**OBJECTIVE:** Reproduce exactly the lines from the one that holds "Could you point to the blue" through the last line of the entries, both ends included, but not the pictures.
** BEGIN DATA PROVIDED **
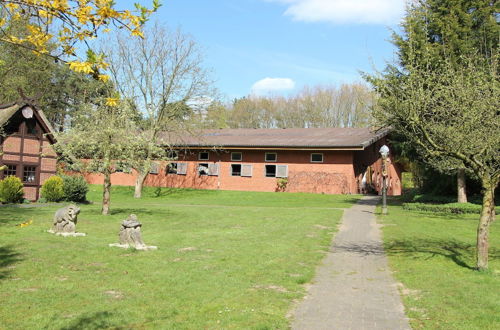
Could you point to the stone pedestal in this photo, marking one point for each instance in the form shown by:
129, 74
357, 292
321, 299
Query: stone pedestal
130, 235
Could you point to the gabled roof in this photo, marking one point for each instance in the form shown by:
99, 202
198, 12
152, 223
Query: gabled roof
293, 138
9, 110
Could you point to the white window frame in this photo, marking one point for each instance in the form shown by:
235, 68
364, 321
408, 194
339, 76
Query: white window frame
231, 169
271, 153
203, 152
236, 160
318, 153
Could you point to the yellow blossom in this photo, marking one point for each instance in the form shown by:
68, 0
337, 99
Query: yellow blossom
111, 101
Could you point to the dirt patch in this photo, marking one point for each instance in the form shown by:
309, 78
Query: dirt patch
187, 249
408, 292
271, 287
114, 294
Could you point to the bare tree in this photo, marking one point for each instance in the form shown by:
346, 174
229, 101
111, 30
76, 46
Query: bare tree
158, 76
318, 106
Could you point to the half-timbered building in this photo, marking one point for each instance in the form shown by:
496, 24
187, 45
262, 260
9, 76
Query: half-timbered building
26, 138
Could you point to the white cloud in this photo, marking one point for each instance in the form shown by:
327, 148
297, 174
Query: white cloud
345, 11
267, 85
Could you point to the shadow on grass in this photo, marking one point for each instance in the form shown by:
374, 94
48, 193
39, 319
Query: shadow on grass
460, 253
98, 320
10, 214
8, 257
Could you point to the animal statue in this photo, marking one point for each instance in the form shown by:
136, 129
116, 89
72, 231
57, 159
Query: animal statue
130, 232
65, 219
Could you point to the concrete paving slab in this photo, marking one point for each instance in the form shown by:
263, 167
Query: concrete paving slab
353, 288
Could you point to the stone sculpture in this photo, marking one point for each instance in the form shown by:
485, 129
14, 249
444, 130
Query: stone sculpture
65, 220
130, 235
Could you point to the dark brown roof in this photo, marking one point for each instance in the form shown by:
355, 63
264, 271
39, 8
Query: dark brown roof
340, 138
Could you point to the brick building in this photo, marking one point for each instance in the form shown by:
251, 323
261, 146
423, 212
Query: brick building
318, 160
26, 143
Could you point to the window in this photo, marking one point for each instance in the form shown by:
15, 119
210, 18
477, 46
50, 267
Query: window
276, 171
154, 168
181, 168
10, 170
29, 174
271, 157
171, 168
271, 171
316, 158
172, 154
203, 155
31, 128
236, 157
203, 169
235, 169
246, 170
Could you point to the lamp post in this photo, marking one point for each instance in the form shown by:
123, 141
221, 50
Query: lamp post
384, 152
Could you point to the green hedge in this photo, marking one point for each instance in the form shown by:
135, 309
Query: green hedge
455, 208
11, 190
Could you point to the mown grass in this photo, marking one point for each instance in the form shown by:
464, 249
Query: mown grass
433, 256
225, 260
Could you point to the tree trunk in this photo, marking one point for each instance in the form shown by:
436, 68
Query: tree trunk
462, 195
139, 182
487, 216
106, 194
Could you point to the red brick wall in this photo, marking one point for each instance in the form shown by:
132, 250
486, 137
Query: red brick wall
335, 175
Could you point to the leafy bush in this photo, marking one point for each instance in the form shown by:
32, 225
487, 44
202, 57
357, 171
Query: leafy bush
455, 208
11, 190
75, 188
52, 189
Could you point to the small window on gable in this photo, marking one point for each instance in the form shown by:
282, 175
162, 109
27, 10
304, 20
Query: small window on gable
271, 157
10, 170
171, 168
29, 174
236, 157
31, 127
172, 154
235, 169
203, 155
316, 158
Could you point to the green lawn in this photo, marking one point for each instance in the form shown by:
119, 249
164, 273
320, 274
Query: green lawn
225, 260
433, 257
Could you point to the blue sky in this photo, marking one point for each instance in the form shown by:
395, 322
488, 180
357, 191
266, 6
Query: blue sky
278, 46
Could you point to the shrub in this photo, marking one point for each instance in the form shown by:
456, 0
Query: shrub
11, 190
75, 188
52, 189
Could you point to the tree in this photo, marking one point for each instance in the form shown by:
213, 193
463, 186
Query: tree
67, 23
449, 29
103, 138
59, 90
448, 109
158, 76
319, 106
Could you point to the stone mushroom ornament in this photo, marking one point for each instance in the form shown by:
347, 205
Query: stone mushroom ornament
65, 220
130, 235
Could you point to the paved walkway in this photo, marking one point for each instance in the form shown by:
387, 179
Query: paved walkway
353, 288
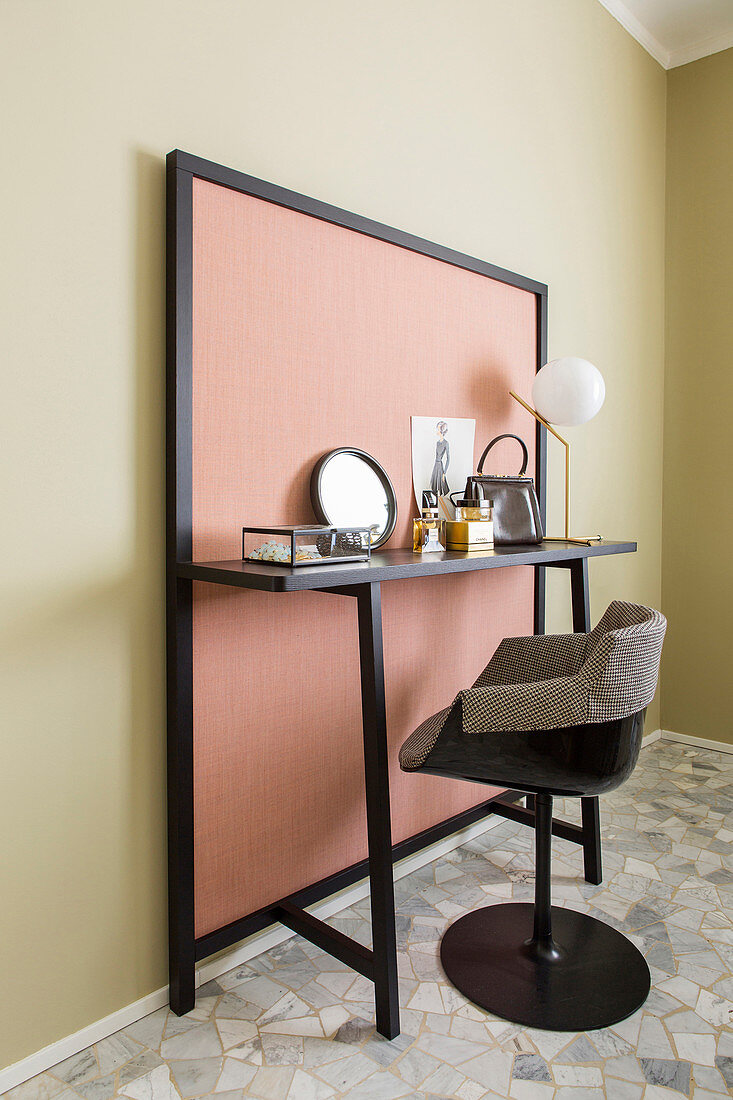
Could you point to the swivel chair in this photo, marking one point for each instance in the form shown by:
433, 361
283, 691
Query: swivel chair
549, 715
** END DATA PROVIDED **
**CORRECT RESPONSE:**
Could you point to the blue sky in this photo, marking one point for each instance in the form shown by:
395, 322
488, 180
357, 191
266, 6
Query: blue sky
278, 46
Could you point to the shrub in this photo, marking one point for each instance in the form shown by:
456, 0
Query: shrub
11, 190
75, 188
52, 189
Could you point to the tree in this photo, marking one point for each instance in the form shown by:
213, 193
463, 186
Query: tree
67, 23
449, 29
103, 138
59, 90
448, 109
158, 76
319, 106
Could you point to the stone mushroom ornament in this photo, marking one point for each instance in the form shown by:
347, 205
Query: stone mushroom ornament
65, 220
130, 235
Could you point to the paved walkway in this photo, marking one point for each instance in the form shown by:
387, 179
Query: paved walkway
353, 288
Could you point to the swivel chair in this photo, marking one point for each instance in the form shown by:
433, 361
283, 691
Query: swivel chair
549, 715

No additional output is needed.